• [ACTIVITY]:
Range to reproduce from the entries below: the line with "positive clicks: (66, 178)", the line with "negative clicks: (115, 119) (177, 127)", and every line in between. Give them exactly and give nothing else.

..........

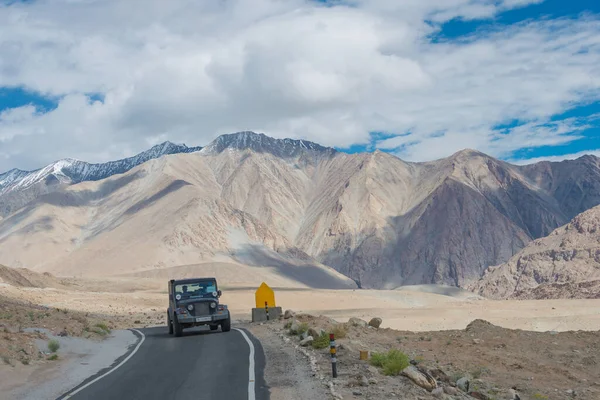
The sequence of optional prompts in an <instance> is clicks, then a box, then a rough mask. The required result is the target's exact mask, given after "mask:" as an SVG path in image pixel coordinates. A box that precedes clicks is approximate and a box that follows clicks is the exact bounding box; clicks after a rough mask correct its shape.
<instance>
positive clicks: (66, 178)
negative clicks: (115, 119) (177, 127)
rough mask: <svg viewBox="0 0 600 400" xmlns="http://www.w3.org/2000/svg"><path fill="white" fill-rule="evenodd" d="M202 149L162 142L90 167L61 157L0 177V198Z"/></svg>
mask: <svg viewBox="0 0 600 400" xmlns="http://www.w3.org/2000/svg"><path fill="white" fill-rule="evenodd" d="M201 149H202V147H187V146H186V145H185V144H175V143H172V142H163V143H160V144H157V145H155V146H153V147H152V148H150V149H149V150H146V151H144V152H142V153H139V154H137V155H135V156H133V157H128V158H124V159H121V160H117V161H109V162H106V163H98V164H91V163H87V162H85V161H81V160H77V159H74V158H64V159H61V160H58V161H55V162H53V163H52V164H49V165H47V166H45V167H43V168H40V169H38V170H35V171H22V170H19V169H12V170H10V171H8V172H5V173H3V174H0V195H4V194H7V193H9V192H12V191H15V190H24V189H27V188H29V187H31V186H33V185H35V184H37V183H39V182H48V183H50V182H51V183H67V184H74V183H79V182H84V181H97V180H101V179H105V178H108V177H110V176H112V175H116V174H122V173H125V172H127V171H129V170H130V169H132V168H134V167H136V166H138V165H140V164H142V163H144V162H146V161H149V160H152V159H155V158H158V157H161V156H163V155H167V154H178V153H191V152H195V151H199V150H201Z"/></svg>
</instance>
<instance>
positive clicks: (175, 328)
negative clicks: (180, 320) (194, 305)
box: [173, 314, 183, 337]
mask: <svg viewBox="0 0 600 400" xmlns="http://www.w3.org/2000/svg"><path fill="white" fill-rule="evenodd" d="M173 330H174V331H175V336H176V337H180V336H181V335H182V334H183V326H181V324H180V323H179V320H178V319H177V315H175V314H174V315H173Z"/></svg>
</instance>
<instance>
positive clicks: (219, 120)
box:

..........

• [OUTPUT]:
positive clicks: (66, 178)
negative clicks: (115, 119) (177, 127)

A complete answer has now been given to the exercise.